**Required actions**
1. According to the GitHub issue about ContentHashable, which function does the HashMap instance use?
2. Reproduce the part of the GitHub issue that runs from "guibou commented Sep" up to and including "change their hash.".

**Passage provided**

↓

Skip to content
New issue

Have a question about this project? Sign up for a free GitHub account to open an issue and contact its maintainers and the community.

By clicking “Sign up for GitHub”, you agree to our terms of service and privacy statement. We’ll occasionally send you account related emails.

Already on GitHub? Sign in to your account

ContentHashable for Hash{Map, Set} is not stable #215

Open
guibou opened this issue Sep 1, 2023 · 4 comments
Open

ContentHashable for Hash{Map, Set} is not stable #215

guibou opened this issue Sep 1, 2023 · 4 comments

Comments

@guibou
Copy link
Contributor

guibou commented Sep 1, 2023

Describe the bug

  • use ContentHashable to hash the content of an HashMap (directly or indirectly)
  • update my haskell packages. A new version of hashable is released, which change the hash function. The order of HashMap is hence changed, and my nicely content hashed object suddently change their hash.

See the instance for HashMap in the code, it uses toList, the order is unspecified.

https://github.com/tweag/funflow/blob/master/cas/hashable/src/Data/CAS/ContentHashable.hs#L361-L369

To Reproduce

main = do
   print =<< contentHash $ HashMap.fromList [("hello", 10), ("goodbye", 20)]

Run this code with different version of hashable (You may have to try different keys in the map, or a bigger map, in order to trigger the effect).

Expected behavior

It is impossible to guarantee that the hash won't change, but either:

  • Do not expose an instance for a type when it is known that the hash will change systematically on each release of a library as fundamental as hashable
  • (or) sort the values, at the cost of an Ord, Eq constraints on the keys of the HashMap.

↑

**Data for analysis**
↓

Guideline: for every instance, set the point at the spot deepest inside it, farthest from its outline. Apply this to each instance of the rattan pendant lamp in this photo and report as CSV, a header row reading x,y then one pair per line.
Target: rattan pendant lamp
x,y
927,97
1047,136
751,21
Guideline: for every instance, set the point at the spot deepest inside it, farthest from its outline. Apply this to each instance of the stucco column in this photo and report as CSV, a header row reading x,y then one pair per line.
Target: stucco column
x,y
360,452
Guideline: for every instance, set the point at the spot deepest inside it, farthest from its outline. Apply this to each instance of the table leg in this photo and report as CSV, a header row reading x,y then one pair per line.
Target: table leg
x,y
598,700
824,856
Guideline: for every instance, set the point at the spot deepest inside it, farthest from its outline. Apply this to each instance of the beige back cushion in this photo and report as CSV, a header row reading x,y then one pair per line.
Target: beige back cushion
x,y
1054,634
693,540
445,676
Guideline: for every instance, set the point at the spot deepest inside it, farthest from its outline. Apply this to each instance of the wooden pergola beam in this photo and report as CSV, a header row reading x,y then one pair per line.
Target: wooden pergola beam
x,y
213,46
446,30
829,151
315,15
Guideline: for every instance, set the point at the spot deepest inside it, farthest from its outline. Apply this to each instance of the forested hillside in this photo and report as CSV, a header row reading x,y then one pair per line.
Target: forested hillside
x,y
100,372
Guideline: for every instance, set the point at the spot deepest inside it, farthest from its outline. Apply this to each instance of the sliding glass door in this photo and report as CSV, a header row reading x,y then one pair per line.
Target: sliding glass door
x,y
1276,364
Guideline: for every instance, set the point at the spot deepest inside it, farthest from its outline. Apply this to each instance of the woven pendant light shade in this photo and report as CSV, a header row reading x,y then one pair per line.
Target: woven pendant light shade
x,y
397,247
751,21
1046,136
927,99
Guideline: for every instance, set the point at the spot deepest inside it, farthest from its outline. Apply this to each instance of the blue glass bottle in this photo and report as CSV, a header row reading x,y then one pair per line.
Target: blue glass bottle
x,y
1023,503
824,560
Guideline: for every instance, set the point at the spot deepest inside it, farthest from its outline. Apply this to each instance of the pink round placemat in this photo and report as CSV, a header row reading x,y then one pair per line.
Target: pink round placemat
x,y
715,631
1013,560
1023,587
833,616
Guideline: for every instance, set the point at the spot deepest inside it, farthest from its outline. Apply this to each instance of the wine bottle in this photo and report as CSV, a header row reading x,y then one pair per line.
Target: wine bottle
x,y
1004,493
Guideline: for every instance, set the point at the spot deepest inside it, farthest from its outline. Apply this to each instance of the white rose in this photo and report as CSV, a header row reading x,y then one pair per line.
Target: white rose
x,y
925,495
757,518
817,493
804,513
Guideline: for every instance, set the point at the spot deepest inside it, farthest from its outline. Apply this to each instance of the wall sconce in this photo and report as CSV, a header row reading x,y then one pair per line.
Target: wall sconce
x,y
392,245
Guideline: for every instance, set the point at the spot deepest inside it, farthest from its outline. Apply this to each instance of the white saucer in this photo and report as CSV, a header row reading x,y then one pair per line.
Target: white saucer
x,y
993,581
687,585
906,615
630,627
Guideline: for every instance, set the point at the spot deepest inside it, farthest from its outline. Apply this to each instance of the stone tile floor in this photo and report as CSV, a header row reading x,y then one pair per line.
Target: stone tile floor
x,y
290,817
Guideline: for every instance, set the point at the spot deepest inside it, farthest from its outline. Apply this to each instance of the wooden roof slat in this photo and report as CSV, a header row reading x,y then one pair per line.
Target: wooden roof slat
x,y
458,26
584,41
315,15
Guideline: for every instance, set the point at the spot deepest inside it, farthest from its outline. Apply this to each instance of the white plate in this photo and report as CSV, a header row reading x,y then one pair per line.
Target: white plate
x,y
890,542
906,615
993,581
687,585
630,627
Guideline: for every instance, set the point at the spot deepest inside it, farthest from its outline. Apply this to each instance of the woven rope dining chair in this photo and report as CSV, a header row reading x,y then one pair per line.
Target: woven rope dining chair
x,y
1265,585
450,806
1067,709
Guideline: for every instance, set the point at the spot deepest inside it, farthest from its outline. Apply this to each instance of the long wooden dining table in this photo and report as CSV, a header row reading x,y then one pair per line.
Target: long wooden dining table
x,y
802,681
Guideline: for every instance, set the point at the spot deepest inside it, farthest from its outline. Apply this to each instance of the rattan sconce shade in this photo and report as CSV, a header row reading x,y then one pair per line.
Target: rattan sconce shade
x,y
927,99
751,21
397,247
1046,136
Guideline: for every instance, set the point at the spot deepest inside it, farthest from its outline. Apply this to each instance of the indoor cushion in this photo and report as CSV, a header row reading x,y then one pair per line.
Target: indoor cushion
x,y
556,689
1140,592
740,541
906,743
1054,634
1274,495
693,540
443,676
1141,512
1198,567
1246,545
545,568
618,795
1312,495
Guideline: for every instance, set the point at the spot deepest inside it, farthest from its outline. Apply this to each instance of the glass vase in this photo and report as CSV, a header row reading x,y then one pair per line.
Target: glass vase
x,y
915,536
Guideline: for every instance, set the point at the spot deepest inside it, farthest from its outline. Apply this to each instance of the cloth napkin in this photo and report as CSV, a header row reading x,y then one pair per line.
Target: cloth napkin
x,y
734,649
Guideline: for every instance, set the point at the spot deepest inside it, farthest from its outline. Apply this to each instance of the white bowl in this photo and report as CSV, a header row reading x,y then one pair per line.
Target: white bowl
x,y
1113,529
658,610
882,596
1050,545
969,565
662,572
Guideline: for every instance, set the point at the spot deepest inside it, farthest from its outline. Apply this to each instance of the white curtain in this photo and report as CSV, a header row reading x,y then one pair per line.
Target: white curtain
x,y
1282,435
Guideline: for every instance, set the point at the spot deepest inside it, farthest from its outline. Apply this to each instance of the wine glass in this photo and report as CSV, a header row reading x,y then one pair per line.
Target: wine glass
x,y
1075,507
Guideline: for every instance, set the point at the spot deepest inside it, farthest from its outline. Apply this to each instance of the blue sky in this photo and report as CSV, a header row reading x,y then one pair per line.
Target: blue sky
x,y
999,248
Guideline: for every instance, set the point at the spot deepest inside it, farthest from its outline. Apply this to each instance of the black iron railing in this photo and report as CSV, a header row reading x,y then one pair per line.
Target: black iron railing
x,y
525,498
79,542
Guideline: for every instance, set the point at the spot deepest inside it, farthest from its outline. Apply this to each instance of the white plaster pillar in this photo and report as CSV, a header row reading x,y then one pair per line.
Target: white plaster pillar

↑

**Written responses**
1. toList

2.
guibou commented Sep 1, 2023

Describe the bug

  • use ContentHashable to hash the content of an HashMap (directly or indirectly)
  • update my haskell packages. A new version of hashable is released, which change the hash function. The order of HashMap is hence changed, and my nicely content hashed object suddently change their hash.